What is needed — Pictures stay out of the copy; restate everything else in the material exactly.

Rows —

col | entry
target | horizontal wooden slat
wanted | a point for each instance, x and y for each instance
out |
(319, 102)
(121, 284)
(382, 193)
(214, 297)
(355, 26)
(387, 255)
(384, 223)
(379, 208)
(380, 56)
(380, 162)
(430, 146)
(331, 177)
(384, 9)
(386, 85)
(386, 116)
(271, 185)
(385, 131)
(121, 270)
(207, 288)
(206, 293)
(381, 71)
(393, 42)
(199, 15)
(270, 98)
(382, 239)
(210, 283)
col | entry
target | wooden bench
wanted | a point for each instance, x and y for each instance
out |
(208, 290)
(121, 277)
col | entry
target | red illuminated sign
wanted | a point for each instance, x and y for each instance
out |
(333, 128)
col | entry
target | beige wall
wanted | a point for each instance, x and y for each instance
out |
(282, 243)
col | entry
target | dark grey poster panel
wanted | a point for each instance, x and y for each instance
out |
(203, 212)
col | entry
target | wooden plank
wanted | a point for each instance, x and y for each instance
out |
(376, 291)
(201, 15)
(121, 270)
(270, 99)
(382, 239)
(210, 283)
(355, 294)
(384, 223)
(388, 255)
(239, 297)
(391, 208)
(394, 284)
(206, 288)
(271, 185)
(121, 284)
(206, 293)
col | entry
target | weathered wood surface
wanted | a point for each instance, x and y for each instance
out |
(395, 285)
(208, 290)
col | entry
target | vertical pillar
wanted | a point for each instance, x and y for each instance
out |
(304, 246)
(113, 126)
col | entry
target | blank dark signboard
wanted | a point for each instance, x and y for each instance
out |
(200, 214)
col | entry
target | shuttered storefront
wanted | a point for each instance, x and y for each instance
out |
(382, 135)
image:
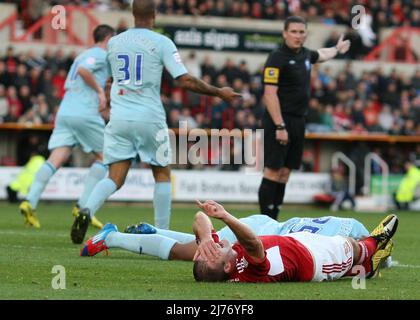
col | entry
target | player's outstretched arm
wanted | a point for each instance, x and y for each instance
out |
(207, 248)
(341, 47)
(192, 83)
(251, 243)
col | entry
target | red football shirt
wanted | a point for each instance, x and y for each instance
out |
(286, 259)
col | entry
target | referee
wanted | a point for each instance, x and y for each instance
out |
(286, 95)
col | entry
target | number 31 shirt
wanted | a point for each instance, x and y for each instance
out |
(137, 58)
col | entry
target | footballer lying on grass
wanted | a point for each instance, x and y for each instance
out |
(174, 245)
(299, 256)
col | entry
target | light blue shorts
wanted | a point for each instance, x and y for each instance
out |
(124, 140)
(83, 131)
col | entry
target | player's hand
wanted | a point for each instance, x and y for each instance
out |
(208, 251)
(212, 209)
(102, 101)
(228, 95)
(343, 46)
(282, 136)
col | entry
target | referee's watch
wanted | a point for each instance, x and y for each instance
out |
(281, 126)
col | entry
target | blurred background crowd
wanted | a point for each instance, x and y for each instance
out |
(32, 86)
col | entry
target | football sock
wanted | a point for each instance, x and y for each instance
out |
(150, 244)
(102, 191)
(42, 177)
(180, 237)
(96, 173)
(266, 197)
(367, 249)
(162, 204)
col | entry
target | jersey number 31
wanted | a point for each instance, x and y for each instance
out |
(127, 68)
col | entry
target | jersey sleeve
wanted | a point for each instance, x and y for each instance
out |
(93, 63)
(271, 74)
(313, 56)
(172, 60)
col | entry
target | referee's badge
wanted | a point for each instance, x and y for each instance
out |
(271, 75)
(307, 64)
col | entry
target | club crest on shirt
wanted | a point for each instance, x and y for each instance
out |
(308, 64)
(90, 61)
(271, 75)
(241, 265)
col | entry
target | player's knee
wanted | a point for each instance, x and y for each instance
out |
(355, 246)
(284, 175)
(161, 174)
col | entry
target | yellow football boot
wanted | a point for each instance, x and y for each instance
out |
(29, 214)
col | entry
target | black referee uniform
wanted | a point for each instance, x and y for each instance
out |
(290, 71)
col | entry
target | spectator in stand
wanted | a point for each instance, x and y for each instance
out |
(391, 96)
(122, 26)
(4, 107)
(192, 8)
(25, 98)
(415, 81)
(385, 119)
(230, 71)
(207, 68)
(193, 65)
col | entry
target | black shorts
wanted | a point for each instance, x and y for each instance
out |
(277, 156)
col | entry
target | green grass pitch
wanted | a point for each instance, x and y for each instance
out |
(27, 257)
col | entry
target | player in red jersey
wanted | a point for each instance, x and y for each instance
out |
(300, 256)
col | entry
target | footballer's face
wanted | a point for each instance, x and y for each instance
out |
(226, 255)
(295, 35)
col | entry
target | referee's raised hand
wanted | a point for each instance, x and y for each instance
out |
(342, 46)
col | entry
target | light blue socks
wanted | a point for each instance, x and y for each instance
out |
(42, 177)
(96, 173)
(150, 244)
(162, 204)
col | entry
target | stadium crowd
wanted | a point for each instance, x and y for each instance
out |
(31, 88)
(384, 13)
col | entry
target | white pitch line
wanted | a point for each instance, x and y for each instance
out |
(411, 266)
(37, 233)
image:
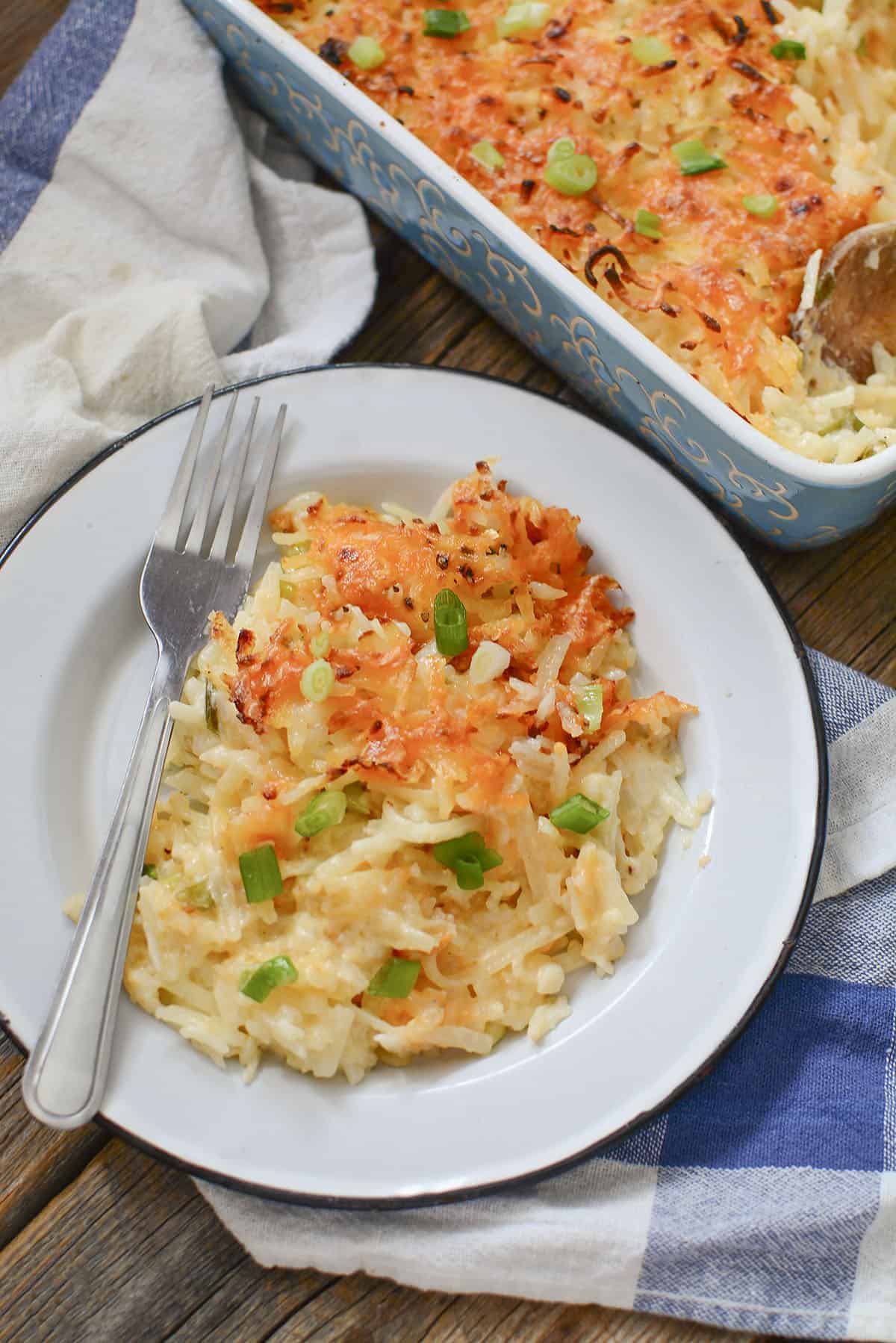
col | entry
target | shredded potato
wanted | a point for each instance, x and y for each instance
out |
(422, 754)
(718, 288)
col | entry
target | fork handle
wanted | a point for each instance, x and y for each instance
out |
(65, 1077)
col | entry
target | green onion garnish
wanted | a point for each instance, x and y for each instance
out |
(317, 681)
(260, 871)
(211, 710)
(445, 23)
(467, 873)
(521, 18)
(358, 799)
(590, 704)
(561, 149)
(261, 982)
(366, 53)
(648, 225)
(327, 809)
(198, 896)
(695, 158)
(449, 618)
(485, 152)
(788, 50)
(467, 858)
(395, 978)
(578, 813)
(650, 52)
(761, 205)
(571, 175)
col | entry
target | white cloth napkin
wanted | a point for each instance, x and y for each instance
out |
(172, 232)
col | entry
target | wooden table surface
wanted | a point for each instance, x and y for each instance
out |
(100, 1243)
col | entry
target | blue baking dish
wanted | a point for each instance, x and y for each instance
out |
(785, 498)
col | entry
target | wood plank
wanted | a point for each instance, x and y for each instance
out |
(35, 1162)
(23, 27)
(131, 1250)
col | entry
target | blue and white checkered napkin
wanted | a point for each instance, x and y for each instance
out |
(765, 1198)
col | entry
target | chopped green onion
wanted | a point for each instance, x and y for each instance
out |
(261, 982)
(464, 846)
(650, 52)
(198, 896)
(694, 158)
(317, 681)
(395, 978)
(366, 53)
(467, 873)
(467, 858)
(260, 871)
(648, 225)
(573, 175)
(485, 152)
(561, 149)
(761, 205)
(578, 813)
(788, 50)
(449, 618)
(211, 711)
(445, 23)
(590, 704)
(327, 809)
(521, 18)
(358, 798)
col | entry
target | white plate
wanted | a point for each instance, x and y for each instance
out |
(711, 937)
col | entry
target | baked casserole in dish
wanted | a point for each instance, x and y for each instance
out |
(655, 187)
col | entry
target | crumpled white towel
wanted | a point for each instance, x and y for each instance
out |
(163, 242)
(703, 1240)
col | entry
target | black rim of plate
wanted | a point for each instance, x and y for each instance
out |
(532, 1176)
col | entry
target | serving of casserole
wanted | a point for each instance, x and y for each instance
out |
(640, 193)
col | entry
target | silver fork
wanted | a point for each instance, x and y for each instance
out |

Result below —
col | entry
target | horizontal wooden slat
wanted | a point for each instance, x and y for each instance
out |
(319, 102)
(121, 284)
(382, 193)
(214, 297)
(355, 26)
(387, 255)
(384, 223)
(379, 208)
(380, 56)
(380, 162)
(430, 146)
(331, 177)
(384, 9)
(386, 85)
(386, 116)
(271, 185)
(385, 131)
(121, 270)
(207, 288)
(206, 293)
(381, 71)
(393, 42)
(199, 15)
(270, 98)
(382, 239)
(210, 283)
col | entry
target | wooden bench
wanted | a point for each instance, x and y for each instance
out |
(208, 290)
(121, 277)
col | entry
target | red illuminated sign
wanted | a point for each instance, x and y for each instance
out |
(333, 128)
col | entry
target | beige wall
wanted | a point for each instance, x and y for each instance
out |
(282, 243)
col | entry
target | dark grey poster panel
wanted | a point for each instance, x and y for each instance
out |
(203, 212)
col | entry
target | wooden plank
wanted | a point for each instance, x and y for each instance
out |
(376, 291)
(201, 15)
(121, 270)
(270, 99)
(382, 239)
(210, 283)
(355, 294)
(384, 223)
(388, 255)
(239, 297)
(391, 208)
(394, 284)
(206, 288)
(271, 185)
(121, 284)
(206, 293)
col | entry
target | weathered wood surface
wanted | a point for each instance, x and y for each instance
out |
(395, 285)
(208, 290)
col | entry
target | vertical pillar
wanted | a point for each instance, x and y for each instance
out |
(304, 246)
(113, 126)
col | entry
target | blank dark signboard
wanted | a point for each instance, x and y for each instance
out |
(200, 214)
col | entry
target | shuttered storefront
wanted | a point for each instance, x and y for each instance
out |
(382, 135)
image:
col | entry
target | player's outstretched arm
wanted | a point for each instance, x and y for each instance
out |
(207, 248)
(341, 47)
(192, 83)
(251, 243)
col | entry
target | red football shirt
wanted | a point for each instance, x and y for each instance
out |
(286, 259)
col | entry
target | referee
wanted | a point for each instance, x and y for each instance
out |
(286, 95)
col | entry
target | number 31 shirt
wanted | a point for each instance, x and y for each instance
out |
(137, 58)
col | entry
target | footballer lying on grass
wanted | a point for each instance, x and y for each instance
out |
(174, 245)
(299, 256)
col | entry
target | light blue shorts
wanted | a point for each instance, x and y for each instance
out |
(124, 140)
(83, 131)
col | entry
target | player's hand
wanted | a point for each instance, x and y for each instance
out |
(208, 251)
(212, 209)
(102, 101)
(228, 95)
(343, 46)
(282, 136)
col | entry
target | referee's watch
wanted | a point for each instance, x and y for each instance
out |
(281, 126)
col | entry
target | blurred background crowd
wanted | a point for each instance, x and y for each instance
out |
(32, 86)
col | entry
target | football sock
wanted | a point for each instance, x and y for each instance
out |
(150, 244)
(102, 191)
(42, 177)
(180, 237)
(96, 173)
(266, 197)
(367, 249)
(162, 204)
col | entry
target | jersey number 31
wanted | a point for each instance, x and y for each instance
out |
(127, 68)
col | entry
target | jersey sleeve
wanted | a point for each instance, x and y for each instance
out |
(93, 63)
(271, 74)
(313, 56)
(172, 60)
col | entry
target | referee's badge
wanted | a point for each instance, x and y for each instance
out |
(271, 75)
(307, 64)
col | entry
target | club crest on shirt
wanted | a point for each instance, x and y for each instance
out |
(308, 64)
(90, 61)
(271, 75)
(241, 265)
col | entry
target | player's knee
wanted | a point for each instance, x and y for each instance
out |
(355, 246)
(284, 175)
(161, 174)
col | entry
target | yellow football boot
wanted | a point for each instance, x and y for each instance
out |
(29, 214)
col | entry
target | black referee uniform
wanted | a point for each instance, x and y for each instance
out |
(290, 71)
col | entry
target | spectator in stand
wanted | a point for each instance, x and y for each instance
out |
(391, 96)
(122, 26)
(4, 107)
(192, 8)
(25, 98)
(415, 81)
(385, 119)
(230, 71)
(207, 68)
(193, 65)
col | entry
target | black shorts
wanted | a point for each instance, x and y for each instance
out |
(277, 156)
col | entry
target | green grass pitch
wanted | a point for each instance, x and y for each instance
out |
(27, 257)
col | entry
target | player in red jersey
wanted | a point for each instance, x and y for each instance
out |
(300, 256)
col | entry
target | footballer's face
wanted | a point for each instance, x and y for each instance
out |
(226, 255)
(295, 35)
col | entry
target | referee's raised hand
wanted | a point for each instance, x and y for each instance
out |
(342, 46)
col | entry
target | light blue socks
wanted | a point for each instance, x and y for each instance
out |
(42, 177)
(96, 173)
(150, 244)
(162, 204)
col | entry
target | stadium crowd
wanted | a point for each instance, x and y for each instance
out |
(31, 88)
(384, 13)
col | entry
target | white pitch line
wanted | a point for each instance, x and y for each instance
out |
(411, 266)
(37, 233)
image:
col | entry
target | shredded potato
wanted | a point for each instance, x and y for each instance
out |
(422, 754)
(718, 288)
col | entry
target | fork handle
wanted | a point for each instance, x and y for each instance
out |
(65, 1077)
col | entry
target | green onion garnish
wanted | a point for each instance, x and y for each instance
out |
(317, 681)
(260, 871)
(211, 710)
(445, 23)
(467, 873)
(521, 18)
(358, 799)
(590, 704)
(561, 149)
(261, 982)
(366, 53)
(648, 225)
(327, 809)
(198, 896)
(695, 158)
(449, 618)
(485, 152)
(788, 50)
(467, 858)
(395, 978)
(578, 813)
(650, 52)
(761, 205)
(571, 175)
col | entry
target | white cloth napkin
wanted | a point for each instance, x and y for each instance
out |
(172, 232)
col | entry
target | wooden table surface
wanted | a point for each instance, x and y for each instance
out |
(100, 1243)
col | entry
target | blue baking dish
wanted | a point for each instance, x and y for each instance
out |
(785, 498)
col | entry
target | wood plank
wanted | a point for each instance, x and y for each instance
out |
(35, 1162)
(23, 27)
(131, 1250)
col | entry
target | blue and white checkered napkin
wanted | a point for each instance, x and y for each instance
out |
(765, 1198)
col | entry
target | chopped green onion
wanted | a point for each instance, x and y for each instance
out |
(261, 982)
(464, 846)
(650, 52)
(198, 896)
(694, 158)
(317, 681)
(395, 978)
(366, 53)
(467, 873)
(467, 858)
(260, 871)
(648, 225)
(573, 175)
(485, 152)
(561, 149)
(761, 205)
(578, 813)
(788, 50)
(449, 618)
(211, 711)
(445, 23)
(590, 704)
(327, 809)
(521, 18)
(358, 798)
col | entry
target | white plate
wanted | a point for each instance, x and y for each instance
out |
(711, 937)
col | entry
target | baked casserole in dish
wanted | a point for each instance, x and y for each instance
out |
(655, 187)
col | entry
target | crumpled white towel
wanted | a point for each instance, x and y for each instance
out |
(163, 242)
(703, 1240)
col | entry
target | black rim of plate
wanted | a point for each instance, x and y for each instance
out |
(532, 1176)
col | entry
target | serving of casserole
wanted | a point for each instance, x and y for each instance
out |
(640, 193)
col | entry
target | silver fork
wanted | a point for each instance, x and y for each instance
out |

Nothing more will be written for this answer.